─── Record list
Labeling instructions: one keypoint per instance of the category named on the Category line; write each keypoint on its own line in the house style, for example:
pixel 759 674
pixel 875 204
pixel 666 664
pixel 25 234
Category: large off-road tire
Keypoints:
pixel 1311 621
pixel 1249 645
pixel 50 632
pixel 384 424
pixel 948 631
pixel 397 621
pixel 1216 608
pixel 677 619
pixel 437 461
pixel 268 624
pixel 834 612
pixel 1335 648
──────
* Prompt *
Write out these lines exactly as they stand, covering all the records.

* Response to the task *
Labeling instructions: one keypoint per instance of the category named on the Category line; write each keypoint on its own line in the house style, for example:
pixel 759 674
pixel 875 204
pixel 666 664
pixel 25 234
Category: large off-road tire
Keypoints:
pixel 1311 621
pixel 1249 645
pixel 50 632
pixel 384 424
pixel 948 631
pixel 397 621
pixel 1216 608
pixel 677 619
pixel 437 461
pixel 268 624
pixel 834 612
pixel 1335 648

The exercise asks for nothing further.